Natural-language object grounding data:
- - -

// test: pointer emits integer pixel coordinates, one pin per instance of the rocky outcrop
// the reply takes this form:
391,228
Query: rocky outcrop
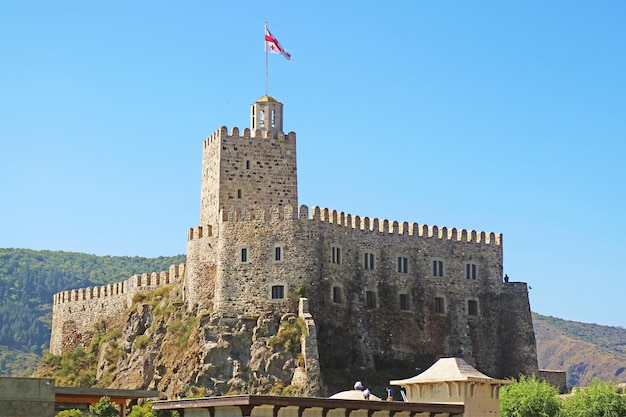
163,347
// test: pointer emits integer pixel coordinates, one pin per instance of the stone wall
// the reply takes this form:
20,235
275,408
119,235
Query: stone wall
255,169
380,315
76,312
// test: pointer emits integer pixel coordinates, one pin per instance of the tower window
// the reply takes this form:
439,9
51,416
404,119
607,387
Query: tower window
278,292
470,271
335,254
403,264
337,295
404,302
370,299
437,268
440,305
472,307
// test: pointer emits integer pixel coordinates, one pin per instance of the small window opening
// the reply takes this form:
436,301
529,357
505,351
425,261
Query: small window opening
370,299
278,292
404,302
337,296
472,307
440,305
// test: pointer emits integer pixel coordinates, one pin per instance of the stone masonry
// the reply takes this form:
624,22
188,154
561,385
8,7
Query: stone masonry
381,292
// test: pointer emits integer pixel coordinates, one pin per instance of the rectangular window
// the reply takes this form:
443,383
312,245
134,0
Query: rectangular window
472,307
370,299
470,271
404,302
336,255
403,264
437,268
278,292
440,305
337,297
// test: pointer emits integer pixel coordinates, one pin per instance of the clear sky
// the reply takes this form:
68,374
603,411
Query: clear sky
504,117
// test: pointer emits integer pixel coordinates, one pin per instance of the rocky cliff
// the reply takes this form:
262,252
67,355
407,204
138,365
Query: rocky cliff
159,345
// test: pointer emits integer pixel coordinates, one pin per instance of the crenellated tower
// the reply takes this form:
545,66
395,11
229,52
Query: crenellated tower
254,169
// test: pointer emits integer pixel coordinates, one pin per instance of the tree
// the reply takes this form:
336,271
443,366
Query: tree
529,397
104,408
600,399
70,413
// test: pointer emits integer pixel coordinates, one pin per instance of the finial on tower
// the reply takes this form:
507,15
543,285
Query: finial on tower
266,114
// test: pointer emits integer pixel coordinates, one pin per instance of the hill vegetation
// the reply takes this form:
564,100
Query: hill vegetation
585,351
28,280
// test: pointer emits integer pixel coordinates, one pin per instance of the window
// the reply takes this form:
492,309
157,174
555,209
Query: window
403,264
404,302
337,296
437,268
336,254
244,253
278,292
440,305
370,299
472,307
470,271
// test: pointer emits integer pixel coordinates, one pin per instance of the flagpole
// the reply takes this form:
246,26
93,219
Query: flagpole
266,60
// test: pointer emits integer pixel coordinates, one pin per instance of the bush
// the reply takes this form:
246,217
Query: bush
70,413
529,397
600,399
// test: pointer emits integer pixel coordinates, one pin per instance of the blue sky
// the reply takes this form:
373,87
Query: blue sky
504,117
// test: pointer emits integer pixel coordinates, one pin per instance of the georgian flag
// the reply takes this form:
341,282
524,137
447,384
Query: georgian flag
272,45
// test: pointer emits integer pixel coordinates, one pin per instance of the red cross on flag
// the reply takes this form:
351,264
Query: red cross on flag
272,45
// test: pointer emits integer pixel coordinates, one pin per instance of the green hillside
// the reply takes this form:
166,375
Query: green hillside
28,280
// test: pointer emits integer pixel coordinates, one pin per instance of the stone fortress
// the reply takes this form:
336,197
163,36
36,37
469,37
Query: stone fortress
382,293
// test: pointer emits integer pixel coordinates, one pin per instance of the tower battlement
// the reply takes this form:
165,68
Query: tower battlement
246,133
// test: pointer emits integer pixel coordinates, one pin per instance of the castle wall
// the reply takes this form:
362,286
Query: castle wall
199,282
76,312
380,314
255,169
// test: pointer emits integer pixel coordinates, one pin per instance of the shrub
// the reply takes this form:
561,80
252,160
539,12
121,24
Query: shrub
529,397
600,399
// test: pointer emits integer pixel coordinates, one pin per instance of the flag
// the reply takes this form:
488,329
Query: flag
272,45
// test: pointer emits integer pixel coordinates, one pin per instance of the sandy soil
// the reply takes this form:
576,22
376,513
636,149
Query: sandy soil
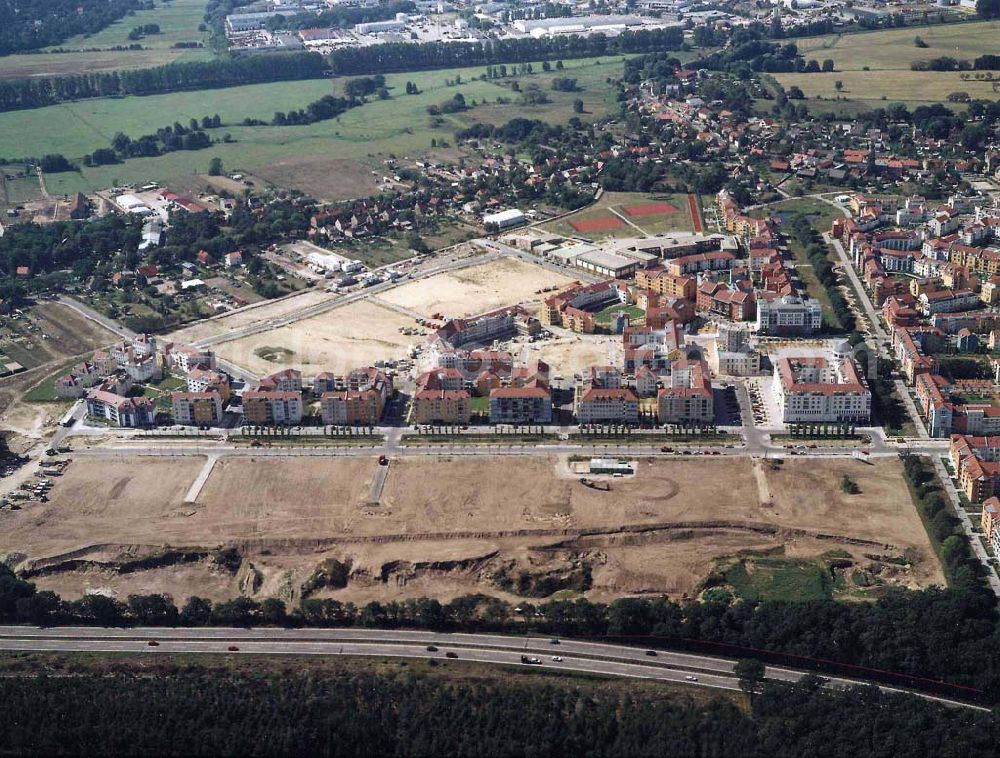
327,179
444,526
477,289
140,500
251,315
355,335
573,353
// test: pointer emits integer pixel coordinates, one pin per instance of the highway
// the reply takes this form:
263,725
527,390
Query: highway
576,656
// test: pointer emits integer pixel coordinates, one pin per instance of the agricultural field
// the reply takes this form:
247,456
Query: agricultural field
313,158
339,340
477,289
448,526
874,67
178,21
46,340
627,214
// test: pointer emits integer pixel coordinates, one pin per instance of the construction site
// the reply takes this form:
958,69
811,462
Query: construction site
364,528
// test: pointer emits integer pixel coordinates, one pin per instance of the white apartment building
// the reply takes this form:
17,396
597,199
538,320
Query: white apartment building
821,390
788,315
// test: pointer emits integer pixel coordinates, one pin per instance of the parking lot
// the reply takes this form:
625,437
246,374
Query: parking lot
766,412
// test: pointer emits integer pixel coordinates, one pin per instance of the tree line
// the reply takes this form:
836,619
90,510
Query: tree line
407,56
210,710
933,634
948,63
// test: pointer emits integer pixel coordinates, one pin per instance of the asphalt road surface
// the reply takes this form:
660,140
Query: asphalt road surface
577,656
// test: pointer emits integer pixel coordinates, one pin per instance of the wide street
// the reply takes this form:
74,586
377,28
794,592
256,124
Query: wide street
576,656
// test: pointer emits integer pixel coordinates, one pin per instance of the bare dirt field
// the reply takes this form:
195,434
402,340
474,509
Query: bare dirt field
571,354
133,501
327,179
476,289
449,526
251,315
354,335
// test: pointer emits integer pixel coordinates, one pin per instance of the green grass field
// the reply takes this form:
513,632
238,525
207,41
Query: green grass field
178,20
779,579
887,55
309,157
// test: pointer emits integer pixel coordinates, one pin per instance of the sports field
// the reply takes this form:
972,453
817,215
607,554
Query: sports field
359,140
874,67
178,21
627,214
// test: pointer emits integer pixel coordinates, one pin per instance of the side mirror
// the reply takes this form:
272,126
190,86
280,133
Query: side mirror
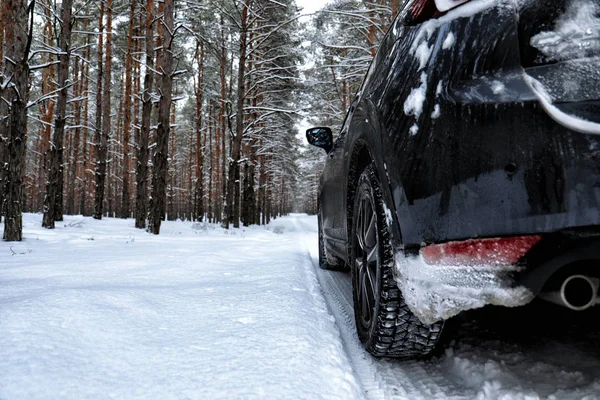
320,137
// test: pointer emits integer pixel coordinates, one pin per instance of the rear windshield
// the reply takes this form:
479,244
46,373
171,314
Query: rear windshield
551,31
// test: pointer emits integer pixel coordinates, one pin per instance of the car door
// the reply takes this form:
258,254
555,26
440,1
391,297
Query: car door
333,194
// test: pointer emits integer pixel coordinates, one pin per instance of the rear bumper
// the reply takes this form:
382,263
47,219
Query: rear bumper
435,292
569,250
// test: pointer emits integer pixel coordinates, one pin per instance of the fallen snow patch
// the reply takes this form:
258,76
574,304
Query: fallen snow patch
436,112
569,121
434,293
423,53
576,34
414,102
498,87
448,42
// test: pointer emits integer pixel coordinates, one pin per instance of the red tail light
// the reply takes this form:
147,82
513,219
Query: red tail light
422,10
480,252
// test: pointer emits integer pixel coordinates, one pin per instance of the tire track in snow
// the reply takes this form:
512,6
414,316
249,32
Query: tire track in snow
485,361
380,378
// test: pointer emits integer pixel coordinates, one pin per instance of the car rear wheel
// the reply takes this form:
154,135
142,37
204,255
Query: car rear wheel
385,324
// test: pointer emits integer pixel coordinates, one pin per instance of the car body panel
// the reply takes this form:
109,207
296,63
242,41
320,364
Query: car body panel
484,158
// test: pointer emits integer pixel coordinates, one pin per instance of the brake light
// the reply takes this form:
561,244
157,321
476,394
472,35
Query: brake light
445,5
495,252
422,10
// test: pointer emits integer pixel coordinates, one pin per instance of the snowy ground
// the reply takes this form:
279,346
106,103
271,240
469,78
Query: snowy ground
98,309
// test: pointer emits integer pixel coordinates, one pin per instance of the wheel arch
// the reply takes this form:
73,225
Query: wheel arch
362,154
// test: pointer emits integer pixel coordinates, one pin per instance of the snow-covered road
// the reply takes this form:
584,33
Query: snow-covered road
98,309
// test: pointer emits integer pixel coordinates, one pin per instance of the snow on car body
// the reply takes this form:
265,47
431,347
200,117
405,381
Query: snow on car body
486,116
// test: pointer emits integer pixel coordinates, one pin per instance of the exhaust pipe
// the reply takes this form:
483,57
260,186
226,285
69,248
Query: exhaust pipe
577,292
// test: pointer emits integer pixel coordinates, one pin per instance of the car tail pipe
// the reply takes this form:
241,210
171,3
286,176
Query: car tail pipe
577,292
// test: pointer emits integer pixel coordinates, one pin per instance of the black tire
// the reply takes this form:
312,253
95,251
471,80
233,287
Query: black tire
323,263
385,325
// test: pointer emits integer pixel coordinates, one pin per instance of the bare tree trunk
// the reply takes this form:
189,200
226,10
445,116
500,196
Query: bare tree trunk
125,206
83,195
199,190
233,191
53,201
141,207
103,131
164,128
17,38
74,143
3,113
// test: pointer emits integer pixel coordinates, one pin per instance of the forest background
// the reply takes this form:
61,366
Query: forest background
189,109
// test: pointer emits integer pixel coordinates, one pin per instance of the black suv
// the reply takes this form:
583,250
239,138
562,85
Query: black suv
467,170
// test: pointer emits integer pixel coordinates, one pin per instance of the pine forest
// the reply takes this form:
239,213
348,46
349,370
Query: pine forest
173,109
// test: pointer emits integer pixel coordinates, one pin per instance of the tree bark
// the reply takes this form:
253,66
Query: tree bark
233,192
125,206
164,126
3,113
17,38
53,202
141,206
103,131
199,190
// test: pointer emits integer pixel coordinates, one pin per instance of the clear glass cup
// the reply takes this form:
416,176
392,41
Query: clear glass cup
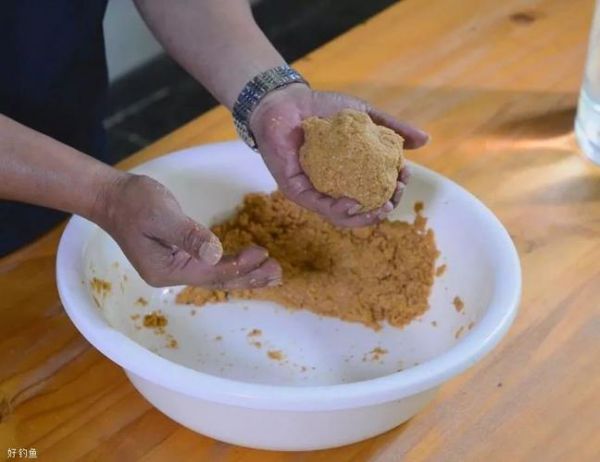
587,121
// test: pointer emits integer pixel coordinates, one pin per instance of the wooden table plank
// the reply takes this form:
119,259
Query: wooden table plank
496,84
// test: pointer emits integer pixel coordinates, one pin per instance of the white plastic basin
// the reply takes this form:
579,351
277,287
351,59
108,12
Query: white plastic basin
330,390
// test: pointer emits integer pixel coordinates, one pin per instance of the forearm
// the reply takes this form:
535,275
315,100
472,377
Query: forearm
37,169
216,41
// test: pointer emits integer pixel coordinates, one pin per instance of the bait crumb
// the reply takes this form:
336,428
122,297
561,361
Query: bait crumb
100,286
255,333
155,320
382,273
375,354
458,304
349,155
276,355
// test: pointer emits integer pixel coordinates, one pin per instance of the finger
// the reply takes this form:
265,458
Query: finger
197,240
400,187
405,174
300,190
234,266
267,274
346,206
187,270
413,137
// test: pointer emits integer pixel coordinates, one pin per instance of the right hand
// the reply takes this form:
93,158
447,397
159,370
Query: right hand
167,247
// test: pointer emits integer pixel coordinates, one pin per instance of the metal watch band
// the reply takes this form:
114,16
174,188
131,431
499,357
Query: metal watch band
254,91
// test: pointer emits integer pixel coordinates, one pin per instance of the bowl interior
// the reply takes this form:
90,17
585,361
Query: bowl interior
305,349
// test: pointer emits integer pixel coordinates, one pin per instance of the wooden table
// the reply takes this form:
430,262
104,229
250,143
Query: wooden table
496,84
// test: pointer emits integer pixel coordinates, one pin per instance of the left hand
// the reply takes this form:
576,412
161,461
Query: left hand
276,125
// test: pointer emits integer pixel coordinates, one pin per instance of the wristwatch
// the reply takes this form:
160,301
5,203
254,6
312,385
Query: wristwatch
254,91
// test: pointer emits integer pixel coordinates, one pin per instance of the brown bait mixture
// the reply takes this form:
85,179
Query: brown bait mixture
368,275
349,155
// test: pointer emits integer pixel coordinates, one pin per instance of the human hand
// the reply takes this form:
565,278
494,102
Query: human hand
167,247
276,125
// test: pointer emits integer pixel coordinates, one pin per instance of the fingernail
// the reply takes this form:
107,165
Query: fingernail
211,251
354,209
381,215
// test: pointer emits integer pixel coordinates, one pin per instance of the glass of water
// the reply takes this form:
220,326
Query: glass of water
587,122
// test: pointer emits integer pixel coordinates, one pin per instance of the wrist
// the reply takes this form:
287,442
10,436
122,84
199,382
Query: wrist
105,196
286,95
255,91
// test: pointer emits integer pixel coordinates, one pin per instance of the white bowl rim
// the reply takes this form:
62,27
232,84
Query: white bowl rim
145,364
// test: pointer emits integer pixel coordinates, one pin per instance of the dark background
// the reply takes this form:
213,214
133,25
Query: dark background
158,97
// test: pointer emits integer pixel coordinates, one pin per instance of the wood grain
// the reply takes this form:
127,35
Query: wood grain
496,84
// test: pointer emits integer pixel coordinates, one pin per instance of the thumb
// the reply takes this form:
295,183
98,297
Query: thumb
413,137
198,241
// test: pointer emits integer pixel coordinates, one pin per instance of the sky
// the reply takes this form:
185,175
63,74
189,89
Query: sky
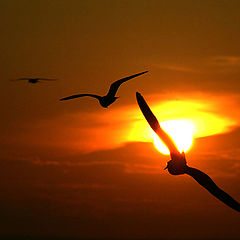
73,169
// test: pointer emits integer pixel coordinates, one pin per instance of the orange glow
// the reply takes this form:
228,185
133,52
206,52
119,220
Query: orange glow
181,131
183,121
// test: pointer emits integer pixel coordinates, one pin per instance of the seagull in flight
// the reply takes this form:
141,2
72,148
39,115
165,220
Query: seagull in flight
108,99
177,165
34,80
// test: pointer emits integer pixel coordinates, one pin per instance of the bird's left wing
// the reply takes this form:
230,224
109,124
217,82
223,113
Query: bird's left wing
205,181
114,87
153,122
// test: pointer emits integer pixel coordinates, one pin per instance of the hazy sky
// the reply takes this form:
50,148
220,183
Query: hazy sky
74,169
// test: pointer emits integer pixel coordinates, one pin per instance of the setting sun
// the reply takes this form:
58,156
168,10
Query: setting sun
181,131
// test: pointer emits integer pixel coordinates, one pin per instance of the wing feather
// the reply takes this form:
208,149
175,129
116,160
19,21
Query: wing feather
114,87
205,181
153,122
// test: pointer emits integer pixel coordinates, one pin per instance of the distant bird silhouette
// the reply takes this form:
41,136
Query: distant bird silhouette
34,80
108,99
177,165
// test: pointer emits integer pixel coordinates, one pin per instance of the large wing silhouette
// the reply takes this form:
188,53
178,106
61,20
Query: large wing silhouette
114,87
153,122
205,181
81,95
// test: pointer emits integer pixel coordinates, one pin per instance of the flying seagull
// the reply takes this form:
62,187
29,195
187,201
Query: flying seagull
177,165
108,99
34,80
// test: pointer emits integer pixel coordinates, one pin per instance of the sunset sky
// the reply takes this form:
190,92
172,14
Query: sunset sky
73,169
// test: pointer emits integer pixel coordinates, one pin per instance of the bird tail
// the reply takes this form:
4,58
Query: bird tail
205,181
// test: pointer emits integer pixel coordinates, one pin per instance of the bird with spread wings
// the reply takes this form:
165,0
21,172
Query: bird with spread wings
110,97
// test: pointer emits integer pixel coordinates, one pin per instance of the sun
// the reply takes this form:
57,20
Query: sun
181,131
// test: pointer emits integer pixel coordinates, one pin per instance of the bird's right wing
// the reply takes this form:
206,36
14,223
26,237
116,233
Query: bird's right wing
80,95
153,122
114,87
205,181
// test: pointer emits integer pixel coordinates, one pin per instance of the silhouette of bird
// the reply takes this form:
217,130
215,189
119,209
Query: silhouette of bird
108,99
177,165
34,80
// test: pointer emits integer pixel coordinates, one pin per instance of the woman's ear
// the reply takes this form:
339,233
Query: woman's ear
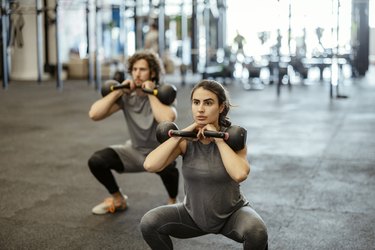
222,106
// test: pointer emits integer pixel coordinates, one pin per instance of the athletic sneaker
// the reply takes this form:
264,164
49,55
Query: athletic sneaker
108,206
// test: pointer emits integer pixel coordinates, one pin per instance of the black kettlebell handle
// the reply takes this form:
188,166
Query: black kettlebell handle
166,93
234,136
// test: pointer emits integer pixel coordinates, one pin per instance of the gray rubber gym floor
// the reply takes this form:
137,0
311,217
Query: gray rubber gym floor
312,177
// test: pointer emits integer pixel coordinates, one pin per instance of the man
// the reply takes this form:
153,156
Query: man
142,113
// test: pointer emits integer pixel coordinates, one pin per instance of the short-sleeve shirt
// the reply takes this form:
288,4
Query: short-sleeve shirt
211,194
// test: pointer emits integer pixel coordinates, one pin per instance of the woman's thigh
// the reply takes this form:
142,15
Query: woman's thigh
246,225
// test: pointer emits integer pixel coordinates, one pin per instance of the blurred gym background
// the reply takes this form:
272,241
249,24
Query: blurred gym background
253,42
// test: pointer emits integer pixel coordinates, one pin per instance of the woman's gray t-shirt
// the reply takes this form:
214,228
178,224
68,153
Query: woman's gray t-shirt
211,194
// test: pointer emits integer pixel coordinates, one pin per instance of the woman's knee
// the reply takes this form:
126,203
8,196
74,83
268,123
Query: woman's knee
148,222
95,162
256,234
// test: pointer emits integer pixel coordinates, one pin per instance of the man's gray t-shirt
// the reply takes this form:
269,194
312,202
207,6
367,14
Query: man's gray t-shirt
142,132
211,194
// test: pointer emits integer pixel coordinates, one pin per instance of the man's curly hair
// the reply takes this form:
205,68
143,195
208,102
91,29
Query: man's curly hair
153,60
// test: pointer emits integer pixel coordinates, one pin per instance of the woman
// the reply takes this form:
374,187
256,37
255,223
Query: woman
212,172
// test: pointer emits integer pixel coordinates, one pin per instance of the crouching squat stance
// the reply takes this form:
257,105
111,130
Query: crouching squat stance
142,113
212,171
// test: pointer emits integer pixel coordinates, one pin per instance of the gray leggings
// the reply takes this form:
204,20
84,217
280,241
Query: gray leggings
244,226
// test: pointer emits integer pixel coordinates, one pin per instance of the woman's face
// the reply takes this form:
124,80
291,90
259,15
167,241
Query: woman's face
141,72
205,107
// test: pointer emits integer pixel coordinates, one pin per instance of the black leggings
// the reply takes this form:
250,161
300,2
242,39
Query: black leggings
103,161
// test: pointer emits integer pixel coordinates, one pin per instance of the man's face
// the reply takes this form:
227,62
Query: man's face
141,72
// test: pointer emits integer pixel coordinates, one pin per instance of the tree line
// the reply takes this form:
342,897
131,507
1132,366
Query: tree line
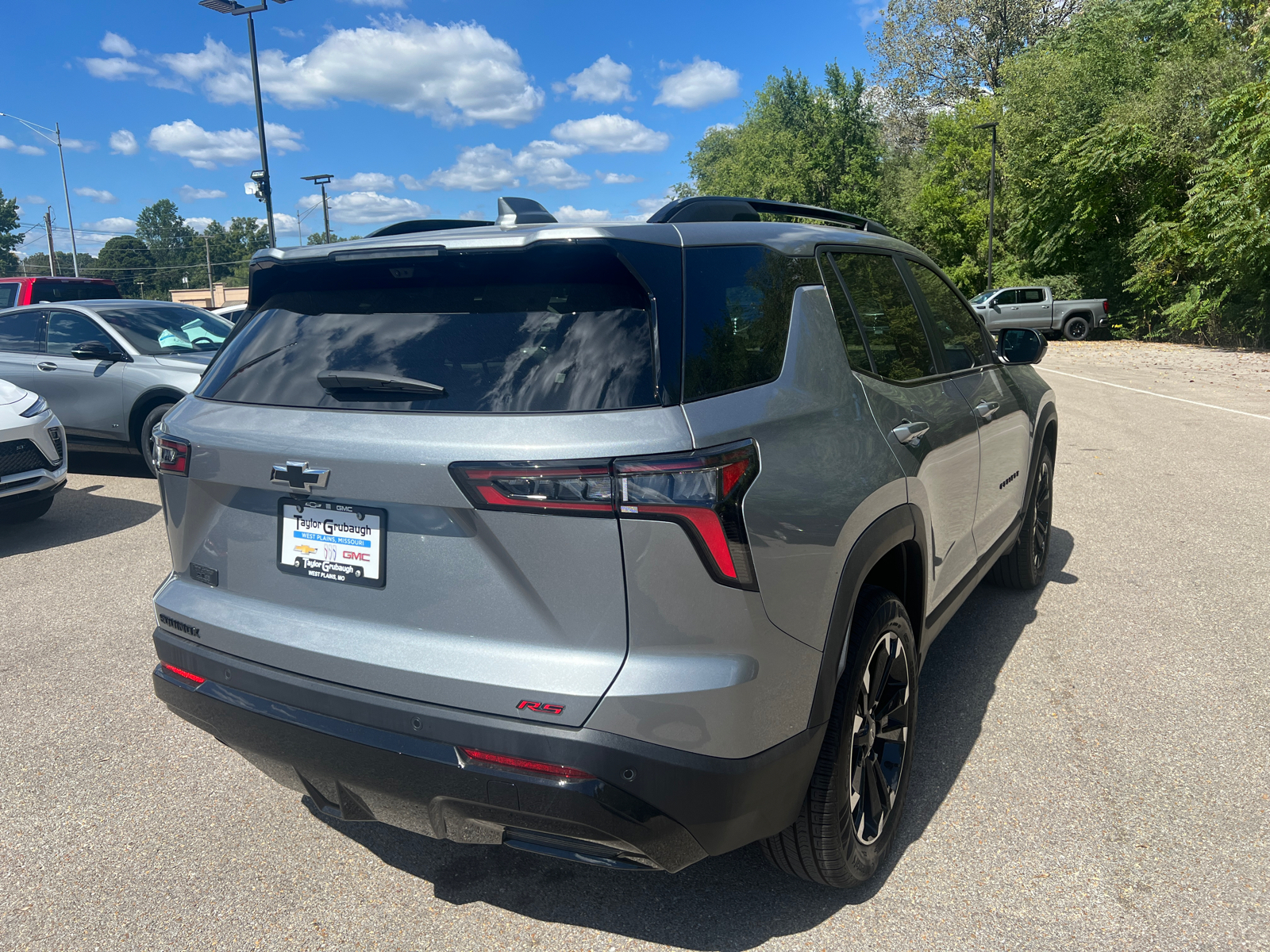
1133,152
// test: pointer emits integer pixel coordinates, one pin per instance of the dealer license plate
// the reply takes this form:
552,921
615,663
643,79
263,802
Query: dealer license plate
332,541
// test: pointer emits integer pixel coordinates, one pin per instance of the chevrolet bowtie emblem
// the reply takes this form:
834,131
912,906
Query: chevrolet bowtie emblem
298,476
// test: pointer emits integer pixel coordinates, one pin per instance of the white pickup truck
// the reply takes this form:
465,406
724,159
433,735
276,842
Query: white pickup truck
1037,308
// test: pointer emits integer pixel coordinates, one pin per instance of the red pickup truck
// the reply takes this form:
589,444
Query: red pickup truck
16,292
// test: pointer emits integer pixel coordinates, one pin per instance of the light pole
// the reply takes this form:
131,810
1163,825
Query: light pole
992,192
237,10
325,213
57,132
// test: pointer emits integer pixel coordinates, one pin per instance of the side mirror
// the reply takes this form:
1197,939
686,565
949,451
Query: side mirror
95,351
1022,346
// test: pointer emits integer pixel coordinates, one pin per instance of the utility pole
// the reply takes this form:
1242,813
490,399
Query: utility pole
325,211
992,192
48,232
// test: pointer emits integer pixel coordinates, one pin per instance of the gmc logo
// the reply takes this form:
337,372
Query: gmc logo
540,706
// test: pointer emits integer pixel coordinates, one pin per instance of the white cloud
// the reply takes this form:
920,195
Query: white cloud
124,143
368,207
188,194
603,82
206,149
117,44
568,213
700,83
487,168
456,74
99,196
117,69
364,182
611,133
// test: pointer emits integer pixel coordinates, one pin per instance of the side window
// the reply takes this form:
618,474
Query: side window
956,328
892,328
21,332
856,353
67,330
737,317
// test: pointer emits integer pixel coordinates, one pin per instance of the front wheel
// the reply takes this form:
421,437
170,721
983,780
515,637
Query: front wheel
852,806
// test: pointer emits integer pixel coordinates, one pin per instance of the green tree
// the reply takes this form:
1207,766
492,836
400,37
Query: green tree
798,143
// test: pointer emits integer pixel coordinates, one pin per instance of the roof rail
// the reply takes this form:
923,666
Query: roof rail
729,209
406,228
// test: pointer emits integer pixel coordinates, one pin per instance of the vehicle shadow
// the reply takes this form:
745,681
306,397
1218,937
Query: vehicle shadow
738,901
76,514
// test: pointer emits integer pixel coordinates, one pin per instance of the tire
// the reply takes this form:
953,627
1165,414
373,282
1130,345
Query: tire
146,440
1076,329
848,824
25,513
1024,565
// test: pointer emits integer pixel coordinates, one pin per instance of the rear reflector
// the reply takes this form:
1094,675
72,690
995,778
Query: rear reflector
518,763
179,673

- - -

Find the line with "Query: tree bark" in the entries above. Set down exactly every line from it up to and including the line with "the wooden table plank", images excluded.

Query: tree bark
233,192
125,206
164,126
3,113
17,38
53,202
141,206
103,131
199,190
// test: pointer emits integer pixel coordinates, one pin per instance of the clear glass cup
// the reply takes this form:
416,176
392,41
Query: clear glass cup
587,121
// test: pointer emits integer pixel coordinates, one pin per instance of the wooden table plank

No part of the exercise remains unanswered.